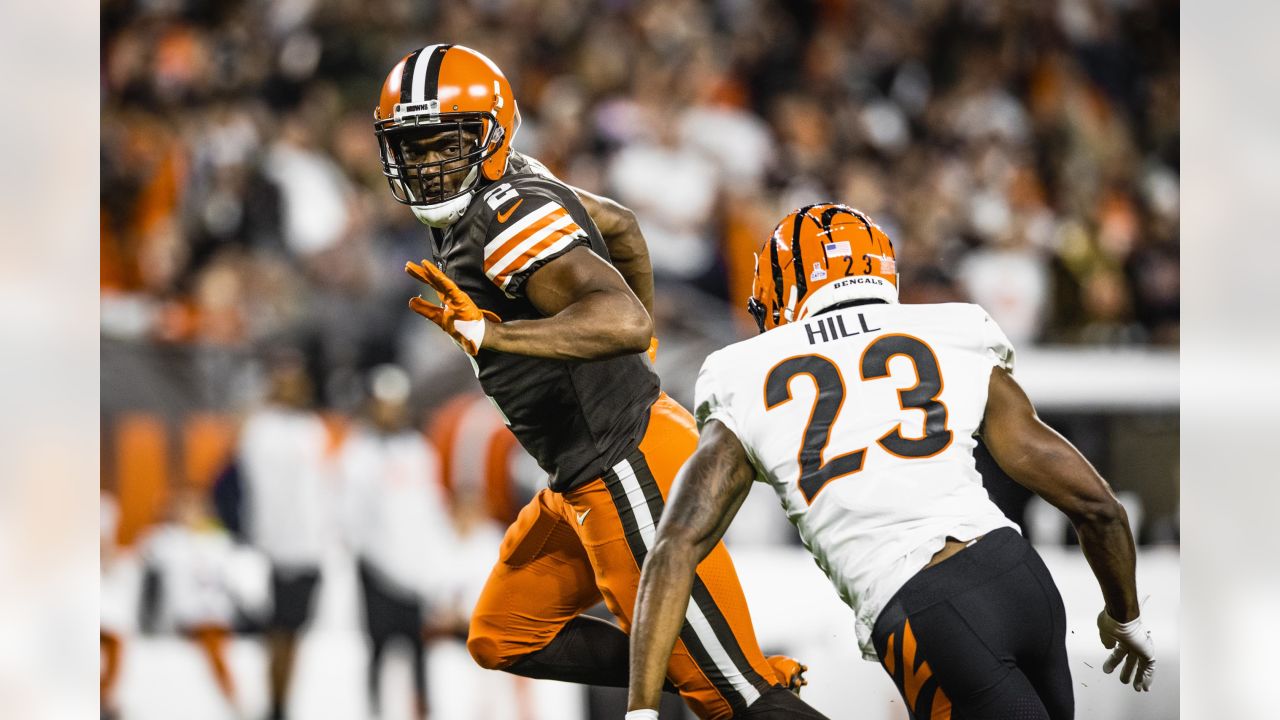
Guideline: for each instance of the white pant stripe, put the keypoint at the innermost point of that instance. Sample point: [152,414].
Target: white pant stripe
[694,615]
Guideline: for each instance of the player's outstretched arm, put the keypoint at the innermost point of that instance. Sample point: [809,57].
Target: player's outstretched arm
[627,249]
[590,313]
[1040,459]
[705,496]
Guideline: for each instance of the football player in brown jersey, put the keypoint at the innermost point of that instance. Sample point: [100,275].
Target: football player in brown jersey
[549,291]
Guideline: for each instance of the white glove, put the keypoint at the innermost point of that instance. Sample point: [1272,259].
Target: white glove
[1133,645]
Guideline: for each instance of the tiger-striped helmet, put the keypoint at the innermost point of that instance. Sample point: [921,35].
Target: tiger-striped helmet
[818,256]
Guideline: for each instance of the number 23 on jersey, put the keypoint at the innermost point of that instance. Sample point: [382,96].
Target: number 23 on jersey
[830,397]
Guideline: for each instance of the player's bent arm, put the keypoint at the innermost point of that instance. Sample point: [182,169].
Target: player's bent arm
[702,504]
[627,249]
[590,311]
[1043,461]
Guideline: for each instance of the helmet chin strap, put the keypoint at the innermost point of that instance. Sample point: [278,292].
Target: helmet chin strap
[444,214]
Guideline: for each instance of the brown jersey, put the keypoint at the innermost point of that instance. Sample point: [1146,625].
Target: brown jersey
[577,419]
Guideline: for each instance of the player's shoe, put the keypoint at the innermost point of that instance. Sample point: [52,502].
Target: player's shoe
[789,670]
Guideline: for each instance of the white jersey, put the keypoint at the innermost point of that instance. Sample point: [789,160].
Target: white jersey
[284,461]
[393,506]
[863,422]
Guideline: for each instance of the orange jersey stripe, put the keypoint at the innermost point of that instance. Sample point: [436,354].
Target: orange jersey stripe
[533,253]
[492,259]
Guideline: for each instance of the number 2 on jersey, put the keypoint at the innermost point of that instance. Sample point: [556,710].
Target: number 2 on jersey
[816,473]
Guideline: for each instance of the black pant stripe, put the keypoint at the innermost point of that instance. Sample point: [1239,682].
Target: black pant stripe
[639,550]
[700,593]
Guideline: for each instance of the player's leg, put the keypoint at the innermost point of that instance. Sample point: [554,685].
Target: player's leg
[109,645]
[213,641]
[1047,666]
[717,664]
[952,637]
[374,615]
[293,592]
[526,620]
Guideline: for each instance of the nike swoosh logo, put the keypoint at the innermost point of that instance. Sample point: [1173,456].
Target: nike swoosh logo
[502,217]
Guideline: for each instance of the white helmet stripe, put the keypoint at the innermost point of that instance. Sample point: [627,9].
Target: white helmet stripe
[424,60]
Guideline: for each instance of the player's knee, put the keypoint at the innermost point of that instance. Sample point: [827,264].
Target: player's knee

- _To do_: Please arrange the lines from the one containing "Guideline: for each instance of the black" through the end of the records, inclusive, as a JSON list of strings with one string per line and blank lines left out.

- _Full answer_:
[
  "Guideline: for each instance of the black pant stripe, put the keypoint at the innermost point of that instance. Sample point: [1239,682].",
  "Target: black pant stripe",
  "[639,550]",
  "[700,593]",
  "Guideline: for each instance of the player's leg, put the keypoint at the innermost point of that instance. Sample point: [554,685].",
  "Target: player's leg",
  "[109,645]",
  "[213,641]",
  "[1047,666]",
  "[717,664]",
  "[952,637]",
  "[374,615]",
  "[293,592]",
  "[526,620]",
  "Guideline: for each instance of the nike swoosh logo, put the keypoint at the innermost point of that instance. Sample point: [1173,456].",
  "Target: nike swoosh logo",
  "[502,217]",
  "Guideline: for each instance of the white helmet stripe, put the keypoint at the innermost point of that instance. Sample point: [627,9].",
  "Target: white helmet stripe",
  "[424,60]",
  "Guideline: for each instance of the player's knee, put the keypoint at the innermost point of that instance. Sample point: [827,264].",
  "Target: player's knee"
]